INSTRUCTIONS TO FOLLOW
Restate each record word for word, omitting whatever pictures it holds.
==== MATERIAL PROVIDED
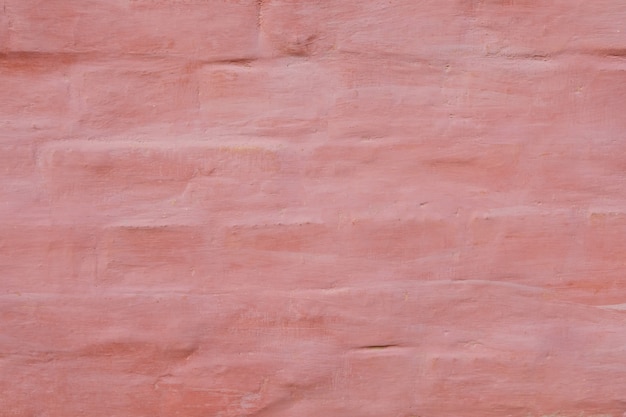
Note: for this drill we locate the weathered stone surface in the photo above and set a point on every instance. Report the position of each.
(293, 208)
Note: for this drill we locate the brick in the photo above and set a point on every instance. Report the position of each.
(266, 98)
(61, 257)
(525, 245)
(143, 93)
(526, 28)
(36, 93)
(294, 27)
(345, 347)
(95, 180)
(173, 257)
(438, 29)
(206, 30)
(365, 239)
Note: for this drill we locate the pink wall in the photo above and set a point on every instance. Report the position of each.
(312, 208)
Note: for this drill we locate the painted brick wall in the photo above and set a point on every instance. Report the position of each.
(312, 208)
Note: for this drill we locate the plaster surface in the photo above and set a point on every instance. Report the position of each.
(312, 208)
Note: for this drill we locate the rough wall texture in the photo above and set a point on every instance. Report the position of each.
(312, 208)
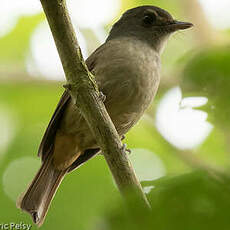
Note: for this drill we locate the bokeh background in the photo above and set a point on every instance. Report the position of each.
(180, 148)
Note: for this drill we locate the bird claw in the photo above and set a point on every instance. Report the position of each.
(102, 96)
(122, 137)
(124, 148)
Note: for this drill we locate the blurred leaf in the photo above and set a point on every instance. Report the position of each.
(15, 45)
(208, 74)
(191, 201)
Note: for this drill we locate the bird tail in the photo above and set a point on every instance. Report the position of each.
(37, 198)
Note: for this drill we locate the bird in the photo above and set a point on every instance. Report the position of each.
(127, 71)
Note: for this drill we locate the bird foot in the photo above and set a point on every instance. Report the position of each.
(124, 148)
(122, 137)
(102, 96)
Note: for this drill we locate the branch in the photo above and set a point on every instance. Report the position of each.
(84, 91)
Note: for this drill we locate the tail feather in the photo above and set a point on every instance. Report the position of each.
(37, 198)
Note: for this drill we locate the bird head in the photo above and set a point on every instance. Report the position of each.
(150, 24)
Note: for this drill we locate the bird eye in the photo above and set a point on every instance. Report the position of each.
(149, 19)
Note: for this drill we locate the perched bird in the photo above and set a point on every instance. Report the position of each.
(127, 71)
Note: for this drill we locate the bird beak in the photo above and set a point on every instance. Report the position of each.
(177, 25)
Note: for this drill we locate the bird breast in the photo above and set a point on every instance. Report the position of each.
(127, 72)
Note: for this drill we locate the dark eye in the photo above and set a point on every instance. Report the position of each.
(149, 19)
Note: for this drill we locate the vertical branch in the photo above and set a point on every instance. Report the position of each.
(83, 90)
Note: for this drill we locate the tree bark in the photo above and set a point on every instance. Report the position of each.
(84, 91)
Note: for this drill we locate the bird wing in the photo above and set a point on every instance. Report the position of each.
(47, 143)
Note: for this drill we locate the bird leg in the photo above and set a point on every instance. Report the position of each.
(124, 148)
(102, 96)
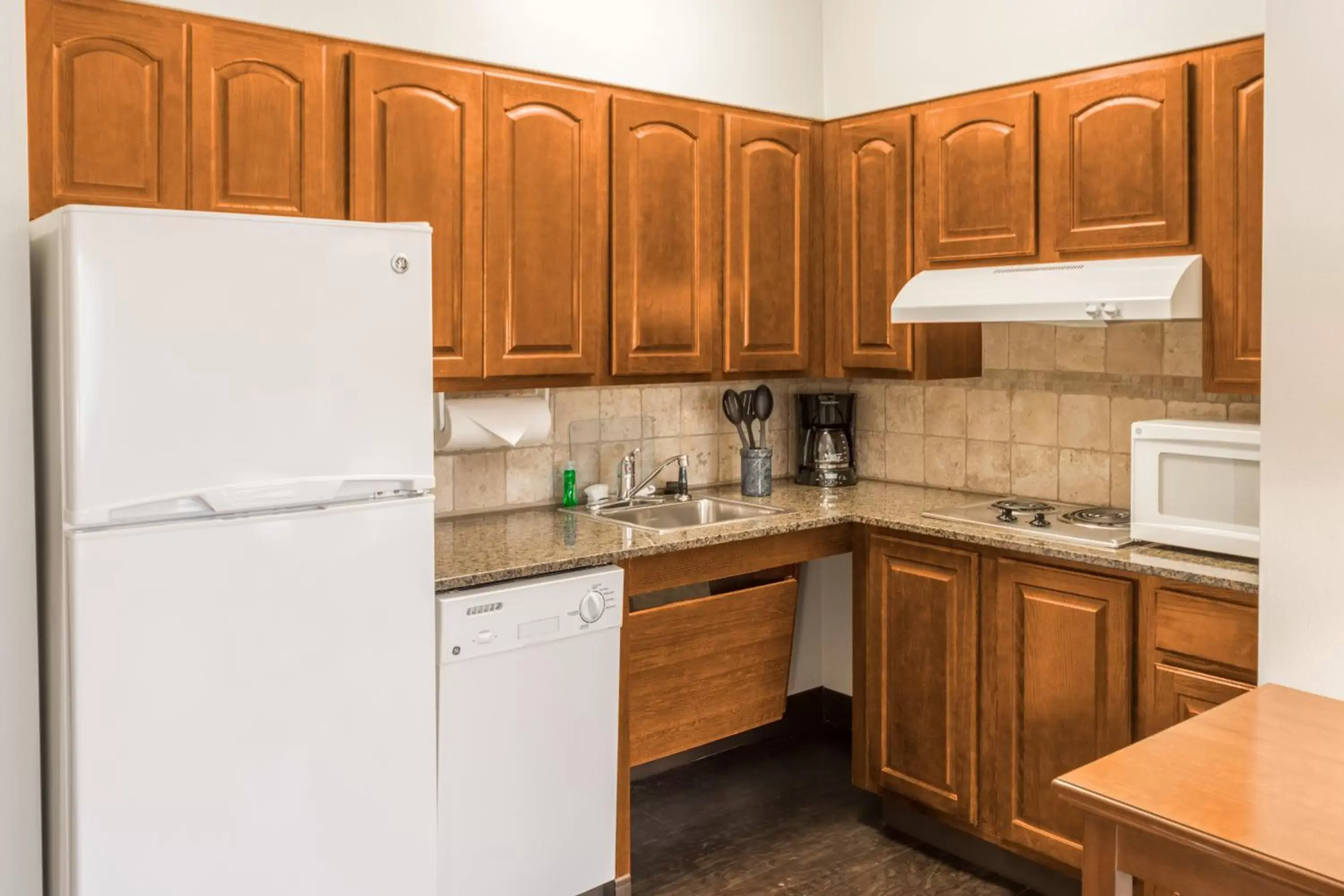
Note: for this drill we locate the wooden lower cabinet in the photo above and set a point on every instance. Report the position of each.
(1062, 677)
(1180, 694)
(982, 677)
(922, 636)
========
SOLUTION BELOW
Note: for this drill we locate the weathered stone surface in the photo above and set a point on every instance. Report the position of each.
(293, 208)
Note: for this drill we locate the brick in the photo above and set a point on every instance. Report the position of each.
(266, 98)
(61, 257)
(525, 245)
(143, 93)
(526, 28)
(36, 93)
(294, 27)
(345, 347)
(95, 180)
(173, 257)
(438, 29)
(206, 30)
(365, 239)
Note: for this drill we locate the pink wall in the photo above and set a point on every instance. Report the position of each.
(312, 208)
Note: for this drill we locate the painted brick wall in the photo above and set a point on every instance. Report the position of each.
(312, 208)
Note: for this drill we locate the plaster surface in the photo above and set a point on every instance. Report the position of each.
(312, 208)
Note: for this drill we locate the rough wall texture in the photo above and set a point on every instance. Report the position of each.
(312, 208)
Note: for this drill we locate the bokeh background in the photo above and set a point on every instance. Report the position of each.
(180, 148)
Note: for this drill we locate the bird claw in the photo above and set a point on every instance. Report the position of each.
(102, 96)
(122, 137)
(124, 148)
Note: for this drill we locate the blurred leaf in the photo above and set a point on every instance. Report the position of each.
(15, 45)
(208, 74)
(191, 201)
Note: for this drill we locate the bird tail in the photo above and set a point on every instance. Report the position of each.
(37, 198)
Note: for this drill we locate the bird in the photo above and set a point on every instance. Report the position of each.
(127, 71)
Note: for this drill we locate the bird foot in the photo above and set a point on every instance. Report the position of each.
(124, 148)
(122, 137)
(102, 96)
Note: for this drill we locate the branch in the photo above and set a point on every instance. Report the position of each.
(84, 91)
Note: for this drill we locate the tail feather in the photo above and set a point on every instance. Report the position of each.
(37, 198)
Note: for this drill we locate the bird head in the photo above and set a point on every instance. Report the position of each.
(150, 24)
Note: for this drill we locate the bird eye in the photo above and set a point on every instance. Report the position of each.
(149, 19)
Note: for this drill we locate the perched bird in the photo above and set a point on every instance. Report the position of each.
(127, 71)
Note: for this drill we locate the bird beak in the photo above and set a point on every instance. Report the position of each.
(177, 25)
Note: for this drill we locate the bird breast in the photo above and set a point on every instance. Report the position of each.
(127, 72)
Note: for this drill we locate the dark eye in the photo above and set a point on every instance. Report the position of each.
(149, 19)
Note: for this drill we locate the vertical branch in the photo above and set a point on every instance. Report the position of each.
(83, 90)
Note: for this drill we locate the tree bark in the photo above and set a point on every instance. Report the position of each.
(84, 91)
Note: for this drill we locate the bird wing in the photo above and set a point on every instance. Report the position of each.
(47, 143)
Note: for this drill we locate the bird leg in the photo above and set a point on every instance. Report the position of each.
(124, 148)
(102, 96)
Note: for this drill we locate the wooden lower cabinet in the photo above and set a point on every instance. Report the position of each.
(1062, 677)
(1180, 694)
(982, 677)
(922, 636)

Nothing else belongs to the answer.